### Bloc de texte ###
Discriminations (II): "statistiques ethniques" ?

Parler de "statistiques ethniques" les condamne aussitôt, légitimement à mon sens. Le Conseil constitutionnel a en effet censuré fermement l'article de la loi sur l'immigration relatif aux statistiques ethniques : "la mesure des origines peut porter sur des données objectives mais ne saurait sans méconnaitre l'article 1 de la constitution reposer sur l'origine ethnique ou la race".

Notre proposition de loi, présentée ce matin à l'Assemblée (voir billet précédent) prend sur le sujet une position très mesurée, permettant de recueillir des informations possiblement utiles dans l'objet même de la lutte contre la discrimination, mais ne pouvant pas servir cette discrimination. Il prévoit de développer les enquêtes déjà réalisées sur la base du nom de famille, du ou des prénoms et de la nationalité des parents et grands-parents.

Il envisage également la possibilité d'enquêtes basées sur des données subjectives, comme celles fondées sur le "ressenti d'appartenance". Ainsi des questions sur les origines des personnes selon leur propre sentiment (auto-identification) et/ou selon le regard des autres ("comment pensez-vous que les autres vous voient ?) peuvent être posées dans des enquêtes encadrées.

Quels sont ces critères d'encadrement ? - lien avec la lutte contre les discriminations - contrôle par la CNIL - consentement des personnes - caractère anonyme et facultatif - mode auto-déclaratif des questions qui doivent être "ouvertes"

L'objectif n'est pas une mesure systématique de la diversité, réalisant une sorte d'état des lieux de la population française, mais de mieux connaître les discriminations "selon les origines réelles ou supposées" de la personne discriminée.

Ni interdire, ni entériner sans limitation et conditions, voilà le propos de notre réflexion et de nos propositions sur ce sujet sensible.
###
▶ **Problème à résoudre**
Modifiez le texte sur les statistiques ethniques de "Quels sont ces" à "ce sujet sensible." en remplaçant "consentement" par "accord". Le matériel qui suit n'intervient en rien ici.
### Données enregistrées ###
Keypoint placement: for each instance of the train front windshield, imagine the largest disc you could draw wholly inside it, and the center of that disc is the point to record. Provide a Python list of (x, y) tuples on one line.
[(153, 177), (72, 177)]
###
▶ **Résultat obtenu**
Quels sont ces critères d'encadrement ? - lien avec la lutte contre les discriminations - contrôle par la CNIL - accord des personnes - caractère anonyme et facultatif - mode auto-déclaratif des questions qui doivent être "ouvertes"

L'objectif n'est pas une mesure systématique de la diversité, réalisant une sorte d'état des lieux de la population française, mais de mieux connaître les discriminations "selon les origines réelles ou supposées" de la personne discriminée.

Ni interdire, ni entériner sans limitation et conditions, voilà le propos de notre réflexion et de nos propositions sur ce sujet sensible.